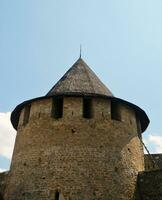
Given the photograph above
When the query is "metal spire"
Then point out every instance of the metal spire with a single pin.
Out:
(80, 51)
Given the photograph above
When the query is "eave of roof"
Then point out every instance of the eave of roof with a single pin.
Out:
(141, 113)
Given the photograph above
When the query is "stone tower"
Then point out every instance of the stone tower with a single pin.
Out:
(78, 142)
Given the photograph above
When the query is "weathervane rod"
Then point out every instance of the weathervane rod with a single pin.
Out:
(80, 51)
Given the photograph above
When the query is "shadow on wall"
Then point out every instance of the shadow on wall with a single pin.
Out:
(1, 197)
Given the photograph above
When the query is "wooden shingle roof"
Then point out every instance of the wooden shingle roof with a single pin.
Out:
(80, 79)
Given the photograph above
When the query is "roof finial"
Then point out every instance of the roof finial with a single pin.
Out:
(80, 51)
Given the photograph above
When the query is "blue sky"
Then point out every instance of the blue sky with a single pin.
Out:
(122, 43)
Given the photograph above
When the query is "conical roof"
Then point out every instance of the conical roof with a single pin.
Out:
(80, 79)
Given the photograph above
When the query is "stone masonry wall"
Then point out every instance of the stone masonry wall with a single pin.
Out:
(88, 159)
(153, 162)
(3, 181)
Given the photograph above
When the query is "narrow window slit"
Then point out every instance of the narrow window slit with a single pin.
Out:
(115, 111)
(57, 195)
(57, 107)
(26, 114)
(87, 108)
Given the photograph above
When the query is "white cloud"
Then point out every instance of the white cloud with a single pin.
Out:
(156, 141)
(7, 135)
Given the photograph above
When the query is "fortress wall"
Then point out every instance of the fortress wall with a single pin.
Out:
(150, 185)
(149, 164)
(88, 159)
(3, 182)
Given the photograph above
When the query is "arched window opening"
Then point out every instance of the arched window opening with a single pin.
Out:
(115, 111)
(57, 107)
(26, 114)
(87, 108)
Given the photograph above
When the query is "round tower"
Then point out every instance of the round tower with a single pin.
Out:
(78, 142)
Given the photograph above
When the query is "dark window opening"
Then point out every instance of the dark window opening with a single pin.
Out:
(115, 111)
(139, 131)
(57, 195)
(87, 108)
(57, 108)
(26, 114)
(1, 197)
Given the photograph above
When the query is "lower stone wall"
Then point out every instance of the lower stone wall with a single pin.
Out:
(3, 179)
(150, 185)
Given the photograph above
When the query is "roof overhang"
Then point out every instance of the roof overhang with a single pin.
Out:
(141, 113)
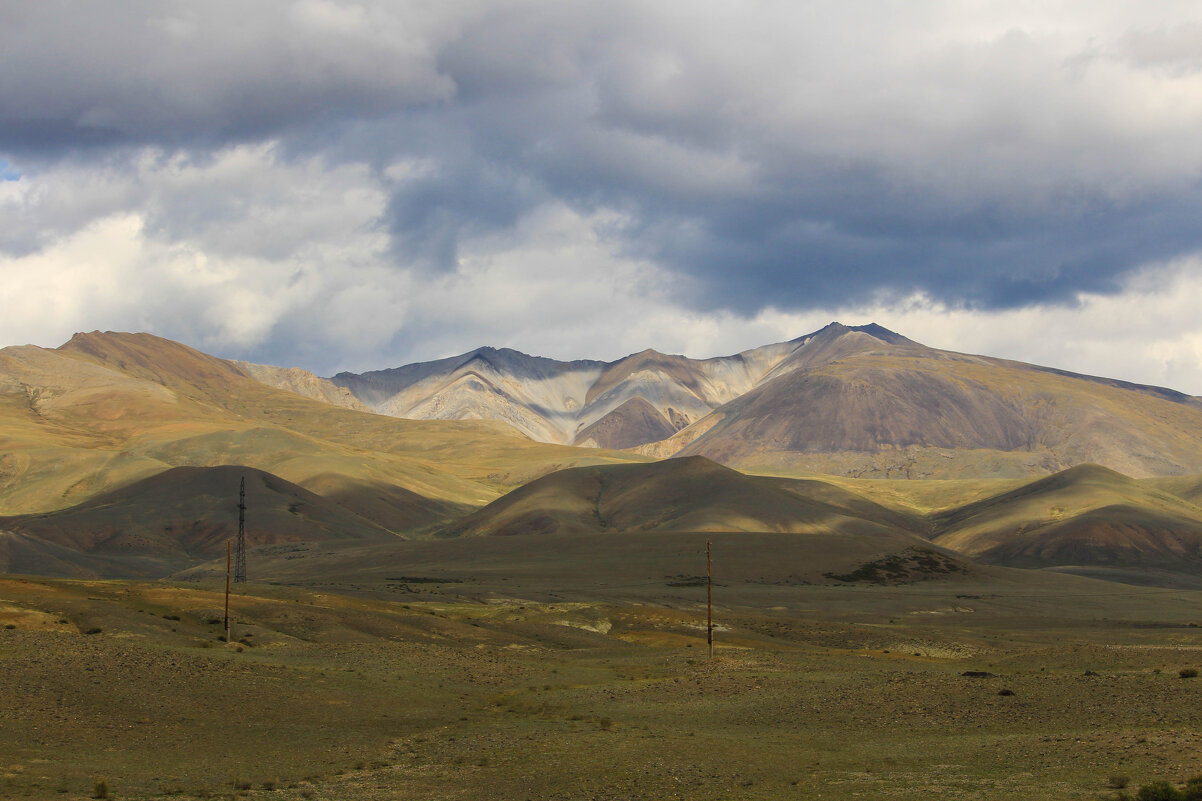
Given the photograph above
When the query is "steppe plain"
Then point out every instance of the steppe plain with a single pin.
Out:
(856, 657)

[Written task] The records above must be transcribed exactly. Pictures are left out of the copy.

[Right answer]
Given the photograph above
When the query is "metal spire"
Then point out every instance of the metal spire with a single pin.
Out:
(80, 51)
Given the photograph above
When the query is "eave of roof"
Then point out every instance of the eave of roof with a single pin.
Out:
(141, 113)
Given the photograph above
When the query is "stone tower"
Then point out every instance of the stone tower with a single pin.
Out:
(78, 142)
Given the photograph above
When the query is "weathervane rod"
Then point out every instance of the weathervane rod with a single pin.
Out:
(80, 51)
Given the photograph above
When the query is "shadow on wall"
Then point out every instance of the shadow on wall with a single pin.
Out:
(1, 197)
Given the photograph above
When the query is "wooden shingle roof"
Then point out every instance of the wooden shingle roof with a single pin.
Out:
(80, 79)
Given the photograph above
When the query is "roof finial"
Then point out every instance of the roof finial with a single pin.
Out:
(80, 51)
Given the photograph above
When the query is "blue sky"
Then point out every instance of the blue sky with a single pin.
Out:
(122, 43)
Given the photograph above
When the query is "conical roof"
Then point out every instance of the conical roof with a single pin.
Out:
(80, 79)
Given the photograph above
When the query is "stone masonry wall"
Then point out every instance of the stone masonry wall with a single pin.
Out:
(88, 159)
(153, 162)
(3, 181)
Given the photograph above
When the query is "narrow window slit"
Then point out every instance of the narrow window slit with a single pin.
Out:
(115, 111)
(57, 195)
(57, 107)
(26, 114)
(87, 108)
Given the photograph above
When the query is "white cloud"
Then point out every instance of the white cloud with a single pin.
Out:
(156, 141)
(7, 135)
Given the photograph above
When the query is "fortress wall"
Then point out every instance of the fortress wall with a single pin.
Out:
(150, 185)
(149, 164)
(88, 159)
(3, 182)
Given the photograph above
When the query is "arched window opening"
Then point out every instance of the arched window opening with a single pin.
Out:
(115, 111)
(57, 107)
(26, 114)
(87, 108)
Given the photograph above
When the query is "round tower"
Then point out every instance of the round tower with a single pin.
Out:
(78, 142)
Given the photograph above
When the query is "dark window opening"
Then point out every instance of the dark window opening with a single pin.
Out:
(115, 111)
(139, 131)
(57, 195)
(87, 108)
(57, 108)
(26, 114)
(1, 197)
Given the photograph above
When the query is "lower stone wall"
Then point out every instance of the lower stone wall with a single pin.
Out:
(3, 179)
(150, 185)
Given the photograph above
When the query is "roof overhang"
Then point out every instance of the roof overhang with a single pin.
Out:
(141, 113)
Given the photograph above
When the query is "steppe plain"
Then point out every instance of the steppe plain with a single pin.
Out:
(856, 657)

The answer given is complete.